[Records contained in a dataset]

- - - - -

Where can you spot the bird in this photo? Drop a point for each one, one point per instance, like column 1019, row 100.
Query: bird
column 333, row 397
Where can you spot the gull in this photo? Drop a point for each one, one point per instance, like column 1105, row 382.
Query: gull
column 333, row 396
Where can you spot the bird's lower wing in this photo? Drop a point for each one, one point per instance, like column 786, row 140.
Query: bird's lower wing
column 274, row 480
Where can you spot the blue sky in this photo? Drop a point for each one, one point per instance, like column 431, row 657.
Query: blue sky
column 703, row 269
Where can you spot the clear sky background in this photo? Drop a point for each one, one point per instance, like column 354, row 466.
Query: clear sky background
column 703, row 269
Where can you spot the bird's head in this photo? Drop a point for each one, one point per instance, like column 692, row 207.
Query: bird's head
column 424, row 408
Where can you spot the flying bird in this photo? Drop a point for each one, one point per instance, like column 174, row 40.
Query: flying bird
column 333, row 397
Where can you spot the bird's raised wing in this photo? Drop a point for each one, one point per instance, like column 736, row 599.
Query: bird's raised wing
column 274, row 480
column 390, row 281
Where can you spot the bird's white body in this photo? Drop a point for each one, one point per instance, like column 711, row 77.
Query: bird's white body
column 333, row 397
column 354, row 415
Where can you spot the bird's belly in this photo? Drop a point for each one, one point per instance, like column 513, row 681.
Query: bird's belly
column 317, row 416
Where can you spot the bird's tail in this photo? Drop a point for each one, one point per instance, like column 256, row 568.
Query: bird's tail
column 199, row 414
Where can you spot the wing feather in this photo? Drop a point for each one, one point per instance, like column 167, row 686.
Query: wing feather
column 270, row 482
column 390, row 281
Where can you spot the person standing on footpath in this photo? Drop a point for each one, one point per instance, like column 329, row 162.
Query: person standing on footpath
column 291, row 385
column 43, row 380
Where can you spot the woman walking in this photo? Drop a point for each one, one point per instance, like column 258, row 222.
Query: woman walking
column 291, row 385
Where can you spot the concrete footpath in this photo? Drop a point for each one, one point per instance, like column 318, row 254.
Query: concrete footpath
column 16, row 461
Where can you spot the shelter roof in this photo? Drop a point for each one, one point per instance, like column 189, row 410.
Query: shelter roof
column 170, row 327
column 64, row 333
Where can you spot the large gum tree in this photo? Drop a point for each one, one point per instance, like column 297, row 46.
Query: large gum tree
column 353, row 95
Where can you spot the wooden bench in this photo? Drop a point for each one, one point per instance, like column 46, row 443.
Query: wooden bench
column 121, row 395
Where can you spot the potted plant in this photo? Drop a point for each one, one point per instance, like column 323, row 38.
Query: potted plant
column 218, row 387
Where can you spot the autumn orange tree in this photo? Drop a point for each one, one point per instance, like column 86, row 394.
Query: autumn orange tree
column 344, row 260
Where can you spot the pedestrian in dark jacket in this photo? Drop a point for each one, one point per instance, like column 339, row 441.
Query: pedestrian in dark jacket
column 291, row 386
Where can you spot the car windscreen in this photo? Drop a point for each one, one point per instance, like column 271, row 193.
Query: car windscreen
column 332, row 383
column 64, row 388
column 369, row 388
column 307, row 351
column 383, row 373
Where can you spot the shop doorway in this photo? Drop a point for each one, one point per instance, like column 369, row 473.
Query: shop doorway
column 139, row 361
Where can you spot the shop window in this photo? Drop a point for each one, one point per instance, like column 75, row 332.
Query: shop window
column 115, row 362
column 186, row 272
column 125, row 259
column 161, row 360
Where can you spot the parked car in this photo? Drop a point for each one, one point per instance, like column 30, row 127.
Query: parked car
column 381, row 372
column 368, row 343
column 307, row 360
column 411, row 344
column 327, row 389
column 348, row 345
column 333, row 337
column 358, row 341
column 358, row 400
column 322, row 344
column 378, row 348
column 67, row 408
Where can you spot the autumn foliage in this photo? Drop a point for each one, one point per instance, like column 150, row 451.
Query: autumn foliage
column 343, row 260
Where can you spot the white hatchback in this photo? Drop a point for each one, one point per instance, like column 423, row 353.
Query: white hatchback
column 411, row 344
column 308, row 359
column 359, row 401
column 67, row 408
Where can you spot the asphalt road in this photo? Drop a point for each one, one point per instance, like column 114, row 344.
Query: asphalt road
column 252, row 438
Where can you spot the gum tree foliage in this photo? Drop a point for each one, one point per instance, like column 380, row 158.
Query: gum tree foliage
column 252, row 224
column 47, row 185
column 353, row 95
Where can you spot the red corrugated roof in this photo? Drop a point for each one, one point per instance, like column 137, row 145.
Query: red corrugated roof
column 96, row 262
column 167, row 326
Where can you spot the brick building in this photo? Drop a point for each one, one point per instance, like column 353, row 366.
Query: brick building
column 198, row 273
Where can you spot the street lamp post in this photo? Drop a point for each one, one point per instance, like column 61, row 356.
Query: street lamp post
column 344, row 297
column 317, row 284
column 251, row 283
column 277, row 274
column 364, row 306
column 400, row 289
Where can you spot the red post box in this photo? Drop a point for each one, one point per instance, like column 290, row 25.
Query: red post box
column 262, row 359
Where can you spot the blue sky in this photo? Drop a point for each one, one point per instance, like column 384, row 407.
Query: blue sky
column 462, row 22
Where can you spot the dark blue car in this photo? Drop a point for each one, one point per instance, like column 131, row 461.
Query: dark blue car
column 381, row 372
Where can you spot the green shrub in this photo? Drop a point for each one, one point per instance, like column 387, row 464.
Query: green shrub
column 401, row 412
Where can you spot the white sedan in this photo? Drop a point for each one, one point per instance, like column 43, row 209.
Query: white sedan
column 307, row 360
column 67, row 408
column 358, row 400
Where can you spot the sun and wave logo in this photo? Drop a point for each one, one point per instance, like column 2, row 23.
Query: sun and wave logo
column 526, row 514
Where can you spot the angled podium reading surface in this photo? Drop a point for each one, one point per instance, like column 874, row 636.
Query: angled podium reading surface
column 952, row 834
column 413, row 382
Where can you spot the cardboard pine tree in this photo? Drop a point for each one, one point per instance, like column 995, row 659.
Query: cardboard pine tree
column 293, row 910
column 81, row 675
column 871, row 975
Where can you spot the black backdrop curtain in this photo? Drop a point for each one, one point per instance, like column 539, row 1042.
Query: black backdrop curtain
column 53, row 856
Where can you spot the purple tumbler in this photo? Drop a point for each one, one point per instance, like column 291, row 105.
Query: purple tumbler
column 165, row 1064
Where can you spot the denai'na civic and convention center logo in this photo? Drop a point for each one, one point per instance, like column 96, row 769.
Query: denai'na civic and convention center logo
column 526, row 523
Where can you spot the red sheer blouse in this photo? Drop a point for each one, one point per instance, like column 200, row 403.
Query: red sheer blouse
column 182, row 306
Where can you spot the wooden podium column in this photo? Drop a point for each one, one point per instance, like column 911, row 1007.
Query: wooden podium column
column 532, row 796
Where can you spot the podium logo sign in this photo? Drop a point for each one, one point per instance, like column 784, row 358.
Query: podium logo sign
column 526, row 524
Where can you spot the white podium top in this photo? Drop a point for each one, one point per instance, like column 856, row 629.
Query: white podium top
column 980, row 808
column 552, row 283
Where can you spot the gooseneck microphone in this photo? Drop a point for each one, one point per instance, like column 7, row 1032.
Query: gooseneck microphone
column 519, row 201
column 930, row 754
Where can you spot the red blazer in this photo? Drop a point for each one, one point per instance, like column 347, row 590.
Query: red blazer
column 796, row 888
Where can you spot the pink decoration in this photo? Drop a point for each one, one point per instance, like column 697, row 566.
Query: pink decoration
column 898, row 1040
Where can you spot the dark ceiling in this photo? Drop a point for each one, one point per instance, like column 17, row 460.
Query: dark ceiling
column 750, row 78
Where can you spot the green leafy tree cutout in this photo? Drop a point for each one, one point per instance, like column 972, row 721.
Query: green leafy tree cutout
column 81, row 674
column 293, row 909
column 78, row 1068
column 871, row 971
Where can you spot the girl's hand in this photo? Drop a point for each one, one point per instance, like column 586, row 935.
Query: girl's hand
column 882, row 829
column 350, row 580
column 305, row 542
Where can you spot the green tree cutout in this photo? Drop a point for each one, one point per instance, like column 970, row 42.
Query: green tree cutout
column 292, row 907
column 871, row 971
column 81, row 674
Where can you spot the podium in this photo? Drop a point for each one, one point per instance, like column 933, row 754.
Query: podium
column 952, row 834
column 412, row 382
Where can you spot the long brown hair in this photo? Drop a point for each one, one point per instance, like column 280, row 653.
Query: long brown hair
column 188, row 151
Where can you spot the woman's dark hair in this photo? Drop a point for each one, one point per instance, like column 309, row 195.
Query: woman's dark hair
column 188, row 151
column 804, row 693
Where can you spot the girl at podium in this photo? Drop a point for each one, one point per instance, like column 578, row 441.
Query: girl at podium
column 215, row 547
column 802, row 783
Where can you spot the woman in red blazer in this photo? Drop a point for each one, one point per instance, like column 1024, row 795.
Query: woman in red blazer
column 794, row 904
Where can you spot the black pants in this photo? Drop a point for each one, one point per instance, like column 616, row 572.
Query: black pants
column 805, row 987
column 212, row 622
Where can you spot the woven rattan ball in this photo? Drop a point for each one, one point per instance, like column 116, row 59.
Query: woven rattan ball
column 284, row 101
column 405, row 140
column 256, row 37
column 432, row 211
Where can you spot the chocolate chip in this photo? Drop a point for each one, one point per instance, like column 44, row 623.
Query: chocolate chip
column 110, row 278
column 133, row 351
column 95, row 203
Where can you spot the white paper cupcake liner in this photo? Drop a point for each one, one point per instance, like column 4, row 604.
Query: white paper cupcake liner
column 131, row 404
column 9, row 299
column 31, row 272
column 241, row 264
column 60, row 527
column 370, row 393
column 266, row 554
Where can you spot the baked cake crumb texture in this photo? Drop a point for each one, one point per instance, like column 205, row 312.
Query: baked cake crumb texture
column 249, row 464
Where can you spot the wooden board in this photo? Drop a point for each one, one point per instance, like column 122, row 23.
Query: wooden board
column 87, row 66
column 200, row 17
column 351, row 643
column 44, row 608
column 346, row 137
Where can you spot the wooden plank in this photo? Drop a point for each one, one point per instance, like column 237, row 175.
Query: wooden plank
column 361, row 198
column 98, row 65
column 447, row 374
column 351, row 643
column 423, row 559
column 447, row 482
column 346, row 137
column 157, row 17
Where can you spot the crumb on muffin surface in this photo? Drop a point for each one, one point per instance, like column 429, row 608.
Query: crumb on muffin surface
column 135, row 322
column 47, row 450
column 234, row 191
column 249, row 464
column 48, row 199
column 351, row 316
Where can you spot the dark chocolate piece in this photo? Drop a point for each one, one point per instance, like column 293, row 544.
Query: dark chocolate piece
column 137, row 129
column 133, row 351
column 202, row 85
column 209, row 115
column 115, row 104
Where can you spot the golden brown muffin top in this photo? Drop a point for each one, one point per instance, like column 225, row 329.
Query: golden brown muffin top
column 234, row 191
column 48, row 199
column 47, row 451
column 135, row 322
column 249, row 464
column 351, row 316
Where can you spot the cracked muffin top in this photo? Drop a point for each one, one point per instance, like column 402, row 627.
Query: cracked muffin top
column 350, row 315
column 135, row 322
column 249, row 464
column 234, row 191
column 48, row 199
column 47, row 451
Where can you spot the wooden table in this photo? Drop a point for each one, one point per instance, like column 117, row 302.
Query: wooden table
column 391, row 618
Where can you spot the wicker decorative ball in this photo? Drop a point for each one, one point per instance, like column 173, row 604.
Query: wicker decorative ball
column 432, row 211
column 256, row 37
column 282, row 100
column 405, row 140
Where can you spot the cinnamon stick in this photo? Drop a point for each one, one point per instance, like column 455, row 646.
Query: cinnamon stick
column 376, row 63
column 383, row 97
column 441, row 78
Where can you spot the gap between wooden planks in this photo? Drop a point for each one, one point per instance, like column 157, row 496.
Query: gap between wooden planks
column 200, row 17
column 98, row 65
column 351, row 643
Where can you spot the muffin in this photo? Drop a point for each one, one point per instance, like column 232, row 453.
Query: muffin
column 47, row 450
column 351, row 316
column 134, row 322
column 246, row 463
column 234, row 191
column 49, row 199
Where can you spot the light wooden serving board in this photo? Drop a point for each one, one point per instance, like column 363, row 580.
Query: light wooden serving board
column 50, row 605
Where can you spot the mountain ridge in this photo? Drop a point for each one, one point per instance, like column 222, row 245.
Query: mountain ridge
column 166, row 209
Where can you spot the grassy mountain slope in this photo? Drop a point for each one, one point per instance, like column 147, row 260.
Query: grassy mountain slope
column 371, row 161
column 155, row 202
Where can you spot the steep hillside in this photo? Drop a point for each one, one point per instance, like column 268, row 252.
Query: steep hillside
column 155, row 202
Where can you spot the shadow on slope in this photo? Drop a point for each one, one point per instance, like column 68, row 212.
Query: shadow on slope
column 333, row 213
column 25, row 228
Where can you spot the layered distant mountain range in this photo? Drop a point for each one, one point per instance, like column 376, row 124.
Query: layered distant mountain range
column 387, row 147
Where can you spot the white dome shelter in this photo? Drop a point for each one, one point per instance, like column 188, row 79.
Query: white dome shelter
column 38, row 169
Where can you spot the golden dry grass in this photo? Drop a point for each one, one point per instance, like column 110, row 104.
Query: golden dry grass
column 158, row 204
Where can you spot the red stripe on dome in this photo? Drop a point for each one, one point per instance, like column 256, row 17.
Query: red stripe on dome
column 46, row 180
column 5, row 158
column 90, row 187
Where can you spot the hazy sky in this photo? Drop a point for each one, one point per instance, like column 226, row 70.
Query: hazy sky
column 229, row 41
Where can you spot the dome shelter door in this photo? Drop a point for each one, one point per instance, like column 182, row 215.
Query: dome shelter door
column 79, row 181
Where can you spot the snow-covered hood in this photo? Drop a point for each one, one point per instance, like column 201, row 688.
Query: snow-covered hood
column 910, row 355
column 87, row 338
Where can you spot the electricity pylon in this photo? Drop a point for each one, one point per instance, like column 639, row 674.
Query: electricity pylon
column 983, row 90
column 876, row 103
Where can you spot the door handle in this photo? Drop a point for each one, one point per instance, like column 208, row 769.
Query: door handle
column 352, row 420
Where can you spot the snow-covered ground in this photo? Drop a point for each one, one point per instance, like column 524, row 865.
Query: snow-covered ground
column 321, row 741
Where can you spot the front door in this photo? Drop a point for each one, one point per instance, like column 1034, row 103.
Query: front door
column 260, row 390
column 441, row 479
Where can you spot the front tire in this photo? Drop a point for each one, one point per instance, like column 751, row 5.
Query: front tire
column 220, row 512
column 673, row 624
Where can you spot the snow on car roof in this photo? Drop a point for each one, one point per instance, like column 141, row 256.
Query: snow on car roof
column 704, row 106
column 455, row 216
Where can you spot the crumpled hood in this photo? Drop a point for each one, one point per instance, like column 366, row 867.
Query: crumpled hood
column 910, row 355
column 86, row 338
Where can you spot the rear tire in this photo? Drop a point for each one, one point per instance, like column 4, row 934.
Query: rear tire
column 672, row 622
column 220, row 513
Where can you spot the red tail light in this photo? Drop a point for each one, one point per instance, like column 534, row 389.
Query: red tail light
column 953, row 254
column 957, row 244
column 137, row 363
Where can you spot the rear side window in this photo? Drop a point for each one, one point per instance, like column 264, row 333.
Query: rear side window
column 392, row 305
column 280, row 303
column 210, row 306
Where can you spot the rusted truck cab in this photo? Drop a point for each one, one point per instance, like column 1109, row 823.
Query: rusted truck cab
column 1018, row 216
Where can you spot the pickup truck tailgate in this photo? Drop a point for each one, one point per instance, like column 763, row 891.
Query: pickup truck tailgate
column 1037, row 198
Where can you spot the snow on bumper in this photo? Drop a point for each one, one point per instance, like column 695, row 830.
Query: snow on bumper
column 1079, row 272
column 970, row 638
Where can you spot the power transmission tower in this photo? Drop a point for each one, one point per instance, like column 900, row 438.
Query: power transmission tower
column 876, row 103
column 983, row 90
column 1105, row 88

- - - - -

Output the data exactly, from the first line through the line that holds "Where can you spot the gull", so that no later line appears.

Where can you spot the bird in this photo? Drop a point for each one, one point per instance, like column 1019, row 100.
Query: bird
column 333, row 397
Where can you spot the gull in this photo? Drop a point for each one, one point per instance, like column 1105, row 382.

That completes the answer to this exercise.